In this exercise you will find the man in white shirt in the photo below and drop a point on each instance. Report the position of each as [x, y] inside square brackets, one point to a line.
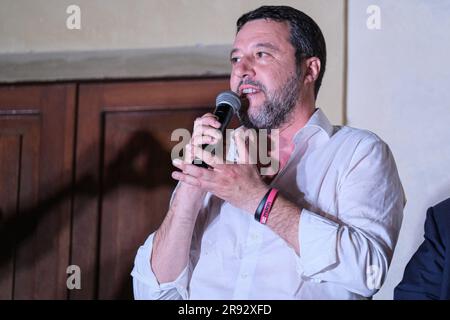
[329, 232]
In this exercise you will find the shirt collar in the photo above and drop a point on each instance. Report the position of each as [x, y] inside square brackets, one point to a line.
[318, 121]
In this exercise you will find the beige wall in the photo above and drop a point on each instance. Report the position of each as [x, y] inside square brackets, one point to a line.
[40, 26]
[398, 80]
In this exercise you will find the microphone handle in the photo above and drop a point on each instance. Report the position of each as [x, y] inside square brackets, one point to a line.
[224, 113]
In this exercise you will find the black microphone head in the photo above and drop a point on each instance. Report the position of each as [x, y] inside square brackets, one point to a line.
[230, 98]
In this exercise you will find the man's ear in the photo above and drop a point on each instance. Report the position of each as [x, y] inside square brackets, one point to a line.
[312, 69]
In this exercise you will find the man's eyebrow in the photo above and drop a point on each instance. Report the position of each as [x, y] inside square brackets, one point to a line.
[258, 45]
[267, 45]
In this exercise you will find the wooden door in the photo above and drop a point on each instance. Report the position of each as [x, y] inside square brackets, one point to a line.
[123, 168]
[36, 157]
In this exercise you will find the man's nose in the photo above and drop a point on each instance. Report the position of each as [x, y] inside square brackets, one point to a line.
[244, 69]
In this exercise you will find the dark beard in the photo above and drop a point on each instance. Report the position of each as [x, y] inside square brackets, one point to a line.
[276, 109]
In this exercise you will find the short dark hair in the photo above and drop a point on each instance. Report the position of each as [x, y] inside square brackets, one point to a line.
[306, 36]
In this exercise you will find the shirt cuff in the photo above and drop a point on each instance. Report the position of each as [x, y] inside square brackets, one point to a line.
[317, 242]
[145, 282]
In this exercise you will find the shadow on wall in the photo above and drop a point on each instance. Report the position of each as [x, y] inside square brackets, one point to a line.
[138, 164]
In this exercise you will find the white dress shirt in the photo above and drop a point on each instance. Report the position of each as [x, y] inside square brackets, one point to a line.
[347, 232]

** Request **
Please rewrite every line in the stretch from the line containing "In this exercise you will find the white" through the end of the data, offsetting each coordinate by -102 and leaving everything else unchanged.

** Written response **
In this exercise you will find the white dress shirt in the photo above and drop a point on each instance. Report the position of each as [x, y] inside square brackets, one point to a line.
[245, 130]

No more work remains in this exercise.